Dataset excerpts
■ ■ ■

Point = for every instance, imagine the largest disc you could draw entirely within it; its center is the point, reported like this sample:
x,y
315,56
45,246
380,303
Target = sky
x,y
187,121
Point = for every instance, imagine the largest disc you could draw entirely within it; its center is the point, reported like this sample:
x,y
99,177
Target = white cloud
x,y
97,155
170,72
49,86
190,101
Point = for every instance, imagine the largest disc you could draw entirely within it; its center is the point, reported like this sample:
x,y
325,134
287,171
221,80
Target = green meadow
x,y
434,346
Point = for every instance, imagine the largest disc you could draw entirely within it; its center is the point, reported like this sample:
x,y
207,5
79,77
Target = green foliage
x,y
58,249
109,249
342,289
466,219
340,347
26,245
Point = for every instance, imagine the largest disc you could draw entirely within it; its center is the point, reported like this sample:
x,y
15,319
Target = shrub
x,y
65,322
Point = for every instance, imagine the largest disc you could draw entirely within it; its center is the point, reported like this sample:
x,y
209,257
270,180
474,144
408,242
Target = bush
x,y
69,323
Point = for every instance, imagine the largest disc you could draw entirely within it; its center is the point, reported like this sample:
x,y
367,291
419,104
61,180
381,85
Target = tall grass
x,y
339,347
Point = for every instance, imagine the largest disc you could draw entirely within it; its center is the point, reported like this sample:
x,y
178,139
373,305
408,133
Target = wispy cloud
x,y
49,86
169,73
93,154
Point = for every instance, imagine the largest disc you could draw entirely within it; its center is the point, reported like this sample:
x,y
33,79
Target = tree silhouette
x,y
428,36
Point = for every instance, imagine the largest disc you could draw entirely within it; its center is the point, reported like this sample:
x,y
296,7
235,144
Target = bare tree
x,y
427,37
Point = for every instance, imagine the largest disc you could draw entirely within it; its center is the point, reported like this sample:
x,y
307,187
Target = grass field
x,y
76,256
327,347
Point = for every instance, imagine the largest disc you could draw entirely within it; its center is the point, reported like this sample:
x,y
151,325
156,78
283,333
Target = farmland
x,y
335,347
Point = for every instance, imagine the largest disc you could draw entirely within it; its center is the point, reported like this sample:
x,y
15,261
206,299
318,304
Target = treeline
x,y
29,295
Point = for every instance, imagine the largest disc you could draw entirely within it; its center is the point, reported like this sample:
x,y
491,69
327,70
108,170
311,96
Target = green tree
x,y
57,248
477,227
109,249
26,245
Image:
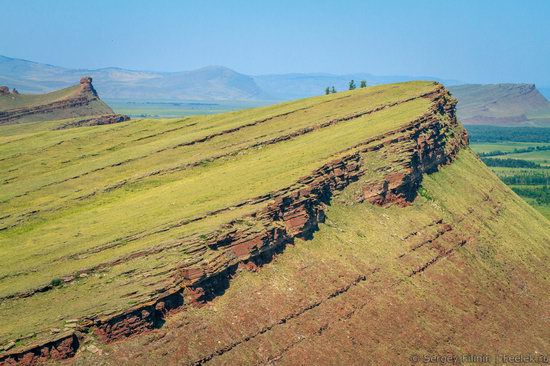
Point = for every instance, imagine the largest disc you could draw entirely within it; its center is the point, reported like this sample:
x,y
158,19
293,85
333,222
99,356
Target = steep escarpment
x,y
155,219
76,101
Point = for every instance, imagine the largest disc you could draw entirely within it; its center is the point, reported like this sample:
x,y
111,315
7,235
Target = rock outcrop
x,y
76,102
420,147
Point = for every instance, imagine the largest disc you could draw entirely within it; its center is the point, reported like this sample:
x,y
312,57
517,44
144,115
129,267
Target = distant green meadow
x,y
522,164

■ ■ ■

## GOAL OF THE EXERCISE
Once more, please print all the lines above exactly, without their pictures.

## ANSWER SECTION
Point = for every instance, imagine the largest disc you could draw entirely within it; its center is the point, reported like this sample:
x,y
315,56
45,246
380,303
Target = sky
x,y
187,121
Point = for every instance, imagine the largest disc you could draw entirely within it; its center is the point, reported like this sample:
x,y
99,177
Target = white cloud
x,y
97,155
170,72
49,86
190,101
Point = for every instance, imagine the largest disc you could draw entirely within it; its center is the point, reported like this sample:
x,y
325,134
287,171
221,80
Target = green meadow
x,y
434,346
Point = for every instance, imagine the largest disc you could draw entirely within it; its center is the point, reported like this sample:
x,y
207,5
79,77
Target = green foliage
x,y
58,249
109,249
342,289
466,219
340,347
26,245
Point = for every instance, imagine the largest disc you could draw entirely within it; its center is the point, reported like this sample:
x,y
15,319
Target = shrub
x,y
65,322
Point = for every instance, imagine the largest disc you could draw entirely within it; its center is the point, reported like this sample:
x,y
209,257
270,180
474,144
408,242
Target = bush
x,y
69,323
Point = for every instance, imagine the largest disc you could draw entirely within it; its center is the point, reported like this sample:
x,y
367,291
419,104
61,180
381,85
Target = tall grass
x,y
339,347
Point = for every instance, imagine the largest disc you could draw entirely within it; its center is the point, reported like this sample:
x,y
178,139
373,305
408,133
Target = wispy cloud
x,y
49,86
169,73
93,154
Point = for every instance, imagine the largest disc you could draw entirely within it; its center is the point, reported like this sample:
x,y
33,79
Target = tree silhouette
x,y
428,36
Point = for every instance, imagine the largest disc you could draw entirely within it; its center is the point, reported like this sample:
x,y
296,7
235,144
Target = bare tree
x,y
427,37
Point = for every instance, imagine the largest disc you could draw entirely within it; its center is the point, reported like this sample:
x,y
307,187
Target = grass field
x,y
76,256
327,347
Point = for every instance, imagine the largest disc you could draw entirely within it; its center is the point, reported like this sample:
x,y
151,325
156,78
283,333
Target = farmland
x,y
335,347
Point = for every instance, imagine the largest disc you could draw entirely within it; its center is the point, reported like this sample:
x,y
15,261
206,299
318,304
Target = treeline
x,y
29,295
Point = for every instance, imagine the largest disc you could draw entirely within it; its center is the point, reported like this sample:
x,y
491,69
327,70
108,170
311,96
Target = green tree
x,y
57,248
477,227
109,249
26,245
Image:
Point = for every instance, imagine the largest disc you could draw entirely within it; its center is the point, reported like this sample:
x,y
158,19
293,85
333,222
99,356
Target = steep escarpment
x,y
155,219
76,101
Point = for every instance, imagine the largest disc you could draw entirely within it; its center is the point, reported like this sample:
x,y
111,315
7,235
Target = rock outcrop
x,y
76,102
420,147
Point = for every instance, imagine the largest disc you could draw entirely within it; its center is the point, reported like this sample:
x,y
312,57
517,44
144,115
129,267
Target = distant green meadow
x,y
522,164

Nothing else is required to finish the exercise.